--- start Data provided ---
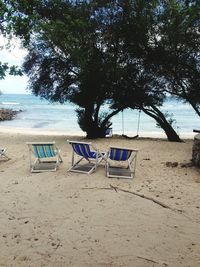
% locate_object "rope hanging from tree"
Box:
[122,109,141,139]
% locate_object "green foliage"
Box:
[3,0,200,137]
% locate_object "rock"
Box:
[0,109,19,121]
[166,161,178,168]
[192,134,200,167]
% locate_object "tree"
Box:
[147,0,200,116]
[105,1,181,141]
[3,0,120,138]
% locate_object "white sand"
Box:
[0,132,200,267]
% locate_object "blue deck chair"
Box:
[105,127,113,137]
[26,142,62,172]
[105,146,138,179]
[68,140,106,174]
[0,148,9,160]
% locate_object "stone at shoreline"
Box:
[0,109,21,121]
[192,133,200,167]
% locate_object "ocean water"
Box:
[0,94,200,136]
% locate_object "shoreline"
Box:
[0,132,200,267]
[0,125,197,139]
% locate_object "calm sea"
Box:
[0,94,200,136]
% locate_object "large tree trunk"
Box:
[141,105,182,142]
[77,105,121,139]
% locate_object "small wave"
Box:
[33,122,49,128]
[1,102,20,105]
--- end Data provided ---
=== Directions ===
Update the data above by replacing every "tree" with "palm" and keeping every other line unchanged. Leave out the pictures.

=== The result ===
% locate_object "rope hanging from palm"
Box:
[122,109,141,139]
% locate_object "green foliage"
Box:
[3,0,200,137]
% locate_object "rock"
Box:
[0,109,19,121]
[166,161,178,168]
[192,134,200,167]
% locate_object "palm"
Box:
[147,0,200,116]
[105,1,181,141]
[3,0,120,138]
% locate_object "white sand"
Box:
[0,132,200,267]
% locate_object "blue deck chair"
Box:
[105,127,113,137]
[26,142,62,172]
[105,146,138,179]
[68,140,106,174]
[0,148,9,160]
% locate_object "stone at shoreline"
Box:
[0,109,21,121]
[192,133,200,167]
% locate_object "ocean water"
Box:
[0,94,200,136]
% locate_object "shoreline"
Box:
[0,132,200,267]
[0,125,197,139]
% locate_object "calm sea"
Box:
[0,94,200,136]
% locate_object "large palm trunk"
Box:
[141,105,182,142]
[77,105,121,139]
% locate_object "small wave"
Box:
[33,122,49,128]
[1,102,20,105]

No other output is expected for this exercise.